_RECORDS:_
————————

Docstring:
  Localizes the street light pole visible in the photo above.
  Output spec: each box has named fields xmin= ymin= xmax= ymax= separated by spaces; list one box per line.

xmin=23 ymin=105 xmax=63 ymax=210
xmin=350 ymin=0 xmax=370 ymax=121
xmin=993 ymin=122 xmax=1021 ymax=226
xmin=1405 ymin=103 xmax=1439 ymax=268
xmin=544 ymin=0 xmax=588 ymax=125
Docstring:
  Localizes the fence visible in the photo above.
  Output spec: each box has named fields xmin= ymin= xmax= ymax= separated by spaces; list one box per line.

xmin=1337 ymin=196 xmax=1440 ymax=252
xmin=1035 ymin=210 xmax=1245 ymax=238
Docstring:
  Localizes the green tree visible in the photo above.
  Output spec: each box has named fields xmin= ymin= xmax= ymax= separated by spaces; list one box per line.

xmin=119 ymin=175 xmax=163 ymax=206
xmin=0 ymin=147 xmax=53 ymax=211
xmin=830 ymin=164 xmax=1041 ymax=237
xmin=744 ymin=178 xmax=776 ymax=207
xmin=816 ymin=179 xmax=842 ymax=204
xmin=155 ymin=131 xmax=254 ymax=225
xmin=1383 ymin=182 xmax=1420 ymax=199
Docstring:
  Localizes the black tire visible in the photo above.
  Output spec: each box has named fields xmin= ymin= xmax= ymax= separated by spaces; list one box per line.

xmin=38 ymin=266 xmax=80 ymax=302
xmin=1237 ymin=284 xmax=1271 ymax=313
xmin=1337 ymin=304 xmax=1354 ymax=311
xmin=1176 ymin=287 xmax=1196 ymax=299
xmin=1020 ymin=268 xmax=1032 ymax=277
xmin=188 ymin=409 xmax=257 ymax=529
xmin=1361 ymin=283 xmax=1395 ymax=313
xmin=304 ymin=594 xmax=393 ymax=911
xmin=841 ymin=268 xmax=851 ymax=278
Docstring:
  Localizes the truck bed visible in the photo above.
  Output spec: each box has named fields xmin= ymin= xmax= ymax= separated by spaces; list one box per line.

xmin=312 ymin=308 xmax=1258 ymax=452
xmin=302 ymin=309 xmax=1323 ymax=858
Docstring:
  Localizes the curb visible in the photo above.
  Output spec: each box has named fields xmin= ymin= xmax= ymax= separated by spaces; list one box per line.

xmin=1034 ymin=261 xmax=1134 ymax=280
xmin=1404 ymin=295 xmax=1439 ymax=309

————————

_THE PROBLEM:_ The required output is the entries from their opening line through the line holding "Localizes the green", repeated exactly, with both end lines kept.

_WRITTEN RESPONSE:_
Docstring:
  Localizes the street light pole visible in the photo above.
  Output spec: each box has named fields xmin= ymin= xmax= ymax= separated by spaces; list one box per line.

xmin=23 ymin=105 xmax=63 ymax=210
xmin=350 ymin=0 xmax=370 ymax=121
xmin=993 ymin=122 xmax=1021 ymax=226
xmin=1405 ymin=103 xmax=1439 ymax=268
xmin=544 ymin=0 xmax=588 ymax=125
Docstring:
  Localizes the fence visible in the photo above.
  Output spec: each box has named fields xmin= ymin= xmax= ymax= separated by spaces; list one box per line.

xmin=1337 ymin=196 xmax=1440 ymax=252
xmin=1035 ymin=210 xmax=1245 ymax=238
Docstring:
  Localizes the green tree visible in the photo above.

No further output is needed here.